(What is required): Print every one of the lines below verbatim, changing nothing.

(Annotation data for object locations)

--------------------------------------------------

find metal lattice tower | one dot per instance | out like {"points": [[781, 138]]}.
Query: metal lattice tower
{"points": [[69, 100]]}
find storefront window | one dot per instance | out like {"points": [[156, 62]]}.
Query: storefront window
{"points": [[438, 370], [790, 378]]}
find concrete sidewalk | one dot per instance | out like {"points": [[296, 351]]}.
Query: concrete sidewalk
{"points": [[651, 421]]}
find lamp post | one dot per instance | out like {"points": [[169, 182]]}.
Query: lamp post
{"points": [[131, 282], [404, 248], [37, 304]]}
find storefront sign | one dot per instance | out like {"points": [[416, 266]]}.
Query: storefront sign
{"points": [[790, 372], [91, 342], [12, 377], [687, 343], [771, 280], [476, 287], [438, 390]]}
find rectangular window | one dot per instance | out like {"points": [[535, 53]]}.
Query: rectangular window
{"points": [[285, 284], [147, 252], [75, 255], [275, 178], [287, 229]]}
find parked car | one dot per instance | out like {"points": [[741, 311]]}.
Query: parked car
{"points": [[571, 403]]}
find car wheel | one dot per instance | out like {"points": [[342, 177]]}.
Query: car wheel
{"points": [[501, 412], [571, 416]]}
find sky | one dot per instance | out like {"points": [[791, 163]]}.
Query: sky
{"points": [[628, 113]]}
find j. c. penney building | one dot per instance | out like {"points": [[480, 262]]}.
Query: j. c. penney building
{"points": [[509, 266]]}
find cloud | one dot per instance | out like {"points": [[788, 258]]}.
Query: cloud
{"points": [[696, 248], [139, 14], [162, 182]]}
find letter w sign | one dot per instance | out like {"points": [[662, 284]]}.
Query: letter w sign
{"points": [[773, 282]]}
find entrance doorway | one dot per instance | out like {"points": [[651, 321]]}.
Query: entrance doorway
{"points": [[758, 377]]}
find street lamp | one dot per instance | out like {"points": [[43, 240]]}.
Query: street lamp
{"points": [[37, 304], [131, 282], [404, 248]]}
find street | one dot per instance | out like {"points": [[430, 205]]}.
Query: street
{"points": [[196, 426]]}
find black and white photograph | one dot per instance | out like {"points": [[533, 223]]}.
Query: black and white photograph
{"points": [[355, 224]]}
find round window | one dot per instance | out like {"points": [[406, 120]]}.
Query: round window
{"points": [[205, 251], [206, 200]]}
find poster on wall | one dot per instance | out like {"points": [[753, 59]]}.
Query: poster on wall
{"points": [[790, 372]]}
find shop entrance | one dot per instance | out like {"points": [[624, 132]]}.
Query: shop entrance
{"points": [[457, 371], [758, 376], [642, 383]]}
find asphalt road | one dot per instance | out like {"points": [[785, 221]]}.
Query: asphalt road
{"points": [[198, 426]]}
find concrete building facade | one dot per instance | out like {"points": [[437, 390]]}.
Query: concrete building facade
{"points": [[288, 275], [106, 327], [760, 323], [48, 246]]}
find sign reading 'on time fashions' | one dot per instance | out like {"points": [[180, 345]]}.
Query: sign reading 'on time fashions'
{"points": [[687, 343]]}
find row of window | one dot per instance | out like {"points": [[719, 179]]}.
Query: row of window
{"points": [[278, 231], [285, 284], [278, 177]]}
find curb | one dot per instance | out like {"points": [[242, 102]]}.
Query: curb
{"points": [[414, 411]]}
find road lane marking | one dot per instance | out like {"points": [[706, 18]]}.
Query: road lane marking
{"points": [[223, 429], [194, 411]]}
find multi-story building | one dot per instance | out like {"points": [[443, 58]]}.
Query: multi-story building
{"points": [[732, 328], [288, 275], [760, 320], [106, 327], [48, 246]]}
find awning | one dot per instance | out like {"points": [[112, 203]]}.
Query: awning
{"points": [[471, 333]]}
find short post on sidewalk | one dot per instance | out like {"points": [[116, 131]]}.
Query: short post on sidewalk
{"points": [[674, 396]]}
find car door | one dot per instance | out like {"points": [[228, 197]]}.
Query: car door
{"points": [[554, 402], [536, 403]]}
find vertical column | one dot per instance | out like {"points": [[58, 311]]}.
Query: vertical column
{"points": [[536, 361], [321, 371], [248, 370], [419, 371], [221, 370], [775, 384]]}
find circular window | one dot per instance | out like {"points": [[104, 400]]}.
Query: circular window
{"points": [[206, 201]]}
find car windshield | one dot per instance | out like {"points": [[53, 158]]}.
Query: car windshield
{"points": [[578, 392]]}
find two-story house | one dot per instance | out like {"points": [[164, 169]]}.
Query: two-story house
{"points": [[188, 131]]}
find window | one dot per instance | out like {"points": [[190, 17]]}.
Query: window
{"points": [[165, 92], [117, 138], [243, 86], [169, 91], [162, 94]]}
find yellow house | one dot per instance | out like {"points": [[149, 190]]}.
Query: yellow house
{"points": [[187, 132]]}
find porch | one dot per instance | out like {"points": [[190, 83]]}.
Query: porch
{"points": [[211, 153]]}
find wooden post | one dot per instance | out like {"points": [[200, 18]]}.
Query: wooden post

--------------------------------------------------

(Final result):
find metal lattice tower | one dot per instance | out like {"points": [[781, 138]]}.
Query: metal lattice tower
{"points": [[69, 100]]}
find storefront window | one dot per instance | out like {"points": [[156, 62]]}.
Query: storefront window
{"points": [[438, 370], [790, 378]]}
find concrete sidewalk | one dot per instance | out like {"points": [[296, 351]]}.
Query: concrete sidewalk
{"points": [[651, 421]]}
find lamp post | one dot per instance | out like {"points": [[169, 182]]}.
Query: lamp post
{"points": [[131, 282], [404, 248], [37, 304]]}
find storefront sign | one dot per instance | out like {"points": [[416, 266]]}.
Query: storefront sign
{"points": [[790, 372], [91, 342], [12, 377], [687, 343], [771, 280], [476, 287], [438, 390]]}
find rectangular window | one dot per instance | out like {"points": [[535, 53]]}.
Query: rectangular window
{"points": [[285, 284], [147, 252], [75, 255], [275, 178], [287, 229]]}
find parked car | one dot per instance | out like {"points": [[741, 311]]}.
Query: parked car
{"points": [[571, 403]]}
find car wheel | one dot per instance | out like {"points": [[342, 177]]}.
Query: car wheel
{"points": [[501, 412], [571, 416]]}
find sky | one dot per instance | out like {"points": [[791, 163]]}.
Query: sky
{"points": [[628, 113]]}
find j. c. penney building | one dot per instance | out like {"points": [[480, 262]]}.
Query: j. c. penney building
{"points": [[509, 266]]}
find cloud | one dot per instance | out like {"points": [[788, 258]]}.
Query: cloud
{"points": [[696, 248], [139, 14], [162, 182]]}
find letter w sign | one dot per instance | out like {"points": [[662, 284]]}.
Query: letter w sign
{"points": [[773, 282]]}
find entrance doorway | one dot per instance | out like {"points": [[651, 321]]}.
Query: entrance doorway
{"points": [[758, 377]]}
find street lamp | one dot per instance | out like {"points": [[43, 240]]}.
Query: street lamp
{"points": [[37, 304], [131, 282], [404, 248]]}
find street | one dot per instance | out like {"points": [[430, 205]]}.
Query: street
{"points": [[196, 426]]}
find black and white photograph | one dot per instance | out like {"points": [[533, 223]]}.
Query: black and white photograph
{"points": [[355, 224]]}
find round window | one dot per instance | out like {"points": [[406, 120]]}.
Query: round window
{"points": [[205, 251], [206, 200]]}
find poster on wall | one dot per instance | out like {"points": [[753, 59]]}.
Query: poster on wall
{"points": [[790, 372]]}
find shop entrance | one dot per instance | out like {"points": [[624, 132]]}.
Query: shop entrance
{"points": [[457, 371], [758, 376], [642, 383]]}
find asphalt road | one dot per instance | out like {"points": [[785, 221]]}.
Query: asphalt road
{"points": [[198, 426]]}
find concrete building facade | one dot per instance | out like {"points": [[437, 390]]}.
Query: concrete building facade
{"points": [[288, 275], [106, 327], [760, 323], [48, 246]]}
find sign reading 'on time fashions' | one dot per instance | out like {"points": [[180, 345]]}.
Query: sign reading 'on time fashions'
{"points": [[687, 343]]}
find row of window | one dot per instance | out like {"points": [[719, 179]]}.
Query: row of window
{"points": [[278, 231], [285, 284], [278, 177]]}
find curb | one dot per instance | out like {"points": [[242, 102]]}.
Query: curb
{"points": [[414, 411]]}
find road lane marking | one dot per instance | out like {"points": [[706, 18]]}.
Query: road lane marking
{"points": [[223, 429], [194, 411]]}
find multi-story building | one dot per instance | out like {"points": [[443, 58]]}.
Query: multi-story building
{"points": [[732, 328], [288, 275], [760, 320], [106, 327], [48, 246]]}
find awning | one dot per instance | out like {"points": [[112, 203]]}.
Query: awning
{"points": [[471, 333]]}
find short post on sidewalk | one dot per instance | out like {"points": [[116, 131]]}.
Query: short post on sidewalk
{"points": [[674, 396]]}
find car door | one dot per instance | out like {"points": [[228, 197]]}.
Query: car door
{"points": [[554, 402], [536, 403]]}
find vertical column | one dot per instance | out like {"points": [[58, 311]]}.
Query: vertical column
{"points": [[536, 361], [321, 371], [248, 370], [419, 371], [221, 370], [775, 384]]}
find circular window | one dot per instance | out like {"points": [[104, 400]]}.
Query: circular window
{"points": [[206, 201]]}
find car windshield | one dot per instance | out like {"points": [[53, 158]]}.
Query: car windshield
{"points": [[578, 392]]}
find two-story house | one dot per instance | out like {"points": [[164, 169]]}.
Query: two-story house
{"points": [[188, 131]]}
find window | one dot per instance | out like {"points": [[190, 17]]}.
Query: window
{"points": [[165, 92], [117, 138], [243, 86], [169, 91], [162, 94]]}
find yellow house | one dot per instance | out like {"points": [[149, 190]]}.
Query: yellow house
{"points": [[187, 132]]}
find porch | one dot per instance | out like {"points": [[190, 83]]}.
Query: porch
{"points": [[211, 153]]}
find wooden post | one dot per instance | out like {"points": [[200, 18]]}.
Query: wooden post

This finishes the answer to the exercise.